Problem to solve:
Copy the material below verbatim from the line with "like [142, 182]." to the line with "Target: white crocus-like flower", both lines included, omitting pictures and every line outside that range.

Record excerpts:
- Opening Delimiter -
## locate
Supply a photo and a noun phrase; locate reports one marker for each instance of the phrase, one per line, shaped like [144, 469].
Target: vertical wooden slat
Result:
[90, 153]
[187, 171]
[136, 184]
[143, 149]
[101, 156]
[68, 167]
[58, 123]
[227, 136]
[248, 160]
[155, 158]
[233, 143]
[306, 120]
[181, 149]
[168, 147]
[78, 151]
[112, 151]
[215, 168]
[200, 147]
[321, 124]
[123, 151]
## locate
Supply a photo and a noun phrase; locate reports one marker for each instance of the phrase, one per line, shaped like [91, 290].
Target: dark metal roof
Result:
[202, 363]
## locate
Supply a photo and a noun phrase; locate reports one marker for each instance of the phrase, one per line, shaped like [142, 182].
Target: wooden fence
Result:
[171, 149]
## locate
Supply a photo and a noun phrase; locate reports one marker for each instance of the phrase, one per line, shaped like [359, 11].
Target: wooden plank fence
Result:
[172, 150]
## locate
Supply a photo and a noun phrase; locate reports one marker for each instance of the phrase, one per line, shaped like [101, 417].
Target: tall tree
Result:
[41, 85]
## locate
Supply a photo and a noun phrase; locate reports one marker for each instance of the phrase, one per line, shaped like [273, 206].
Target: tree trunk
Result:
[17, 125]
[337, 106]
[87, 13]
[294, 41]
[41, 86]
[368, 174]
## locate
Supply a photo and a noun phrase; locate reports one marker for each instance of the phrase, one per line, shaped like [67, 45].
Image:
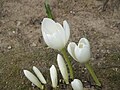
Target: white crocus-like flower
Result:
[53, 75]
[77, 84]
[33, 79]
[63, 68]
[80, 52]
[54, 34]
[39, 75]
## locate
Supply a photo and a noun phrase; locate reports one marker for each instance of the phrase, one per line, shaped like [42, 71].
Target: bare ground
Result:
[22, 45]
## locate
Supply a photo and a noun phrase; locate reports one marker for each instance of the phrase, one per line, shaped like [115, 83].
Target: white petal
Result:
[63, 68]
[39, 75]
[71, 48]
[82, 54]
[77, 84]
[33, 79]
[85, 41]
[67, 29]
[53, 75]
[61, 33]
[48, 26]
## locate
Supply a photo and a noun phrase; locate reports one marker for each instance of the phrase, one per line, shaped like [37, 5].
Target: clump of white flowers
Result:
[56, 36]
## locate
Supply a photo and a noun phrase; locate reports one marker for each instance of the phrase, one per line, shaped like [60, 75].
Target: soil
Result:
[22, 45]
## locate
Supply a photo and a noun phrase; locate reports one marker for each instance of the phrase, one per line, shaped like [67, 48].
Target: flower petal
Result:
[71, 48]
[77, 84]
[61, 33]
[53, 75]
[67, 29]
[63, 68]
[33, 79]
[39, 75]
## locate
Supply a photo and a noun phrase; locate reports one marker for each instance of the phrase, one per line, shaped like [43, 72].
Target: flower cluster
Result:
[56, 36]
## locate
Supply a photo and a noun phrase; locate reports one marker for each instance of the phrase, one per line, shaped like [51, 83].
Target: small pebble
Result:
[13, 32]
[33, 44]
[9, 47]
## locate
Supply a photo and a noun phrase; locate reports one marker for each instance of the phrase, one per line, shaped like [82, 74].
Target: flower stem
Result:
- Closing Delimiter -
- Opening Delimiter -
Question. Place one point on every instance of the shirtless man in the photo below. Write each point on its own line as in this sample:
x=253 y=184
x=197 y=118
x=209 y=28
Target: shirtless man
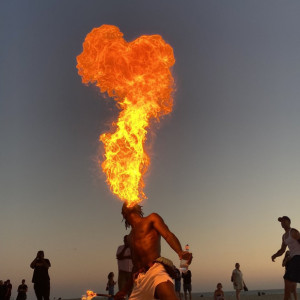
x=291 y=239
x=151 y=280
- Closing Delimiter -
Answer to this exercise:
Supply a photo and a noun phrase; locate reports one marker for each instance of the phrase, one per line, shaped like [142, 182].
Target: wooden fence
Result:
[171, 149]
## locate
Supply a photo and a noun phrase; locate reports one marker for each instance of the phrase, one per line, shaped like [359, 11].
Target: wooden plank fence
Result:
[172, 150]
## locate
Supply a photo and a noun phrase; locate reports one marker for each instance of the phrase, one per line, shaped like [101, 417].
Target: tall tree
Result:
[41, 85]
## locate
Supply a photo and a noun phrase; locate reports one marker for each instance of the phrase, one per line, shaped like [273, 206].
Target: tree trunk
Result:
[17, 125]
[337, 106]
[87, 13]
[294, 41]
[41, 86]
[368, 174]
## locate
Supply a photo and a noun phrase; locate reports one marker for each instance of the phrase, one per line, shaped like [67, 45].
Image:
Target: white crocus-like flower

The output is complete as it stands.